### AIM OF THE EXERCISE
Render every line of the items below as a numbered list, omitting any blank lines.

-- ROWS start --

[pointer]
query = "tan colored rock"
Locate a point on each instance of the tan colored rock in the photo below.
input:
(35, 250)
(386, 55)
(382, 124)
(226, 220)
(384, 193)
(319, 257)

-- ROWS end --

### WRITTEN REPLY
1. [pointer]
2. query = "tan colored rock"
3. Locate a point on each instance of the tan colored rock in the photo below.
4. input:
5. (35, 250)
6. (386, 55)
7. (382, 124)
8. (226, 220)
9. (384, 193)
10. (319, 257)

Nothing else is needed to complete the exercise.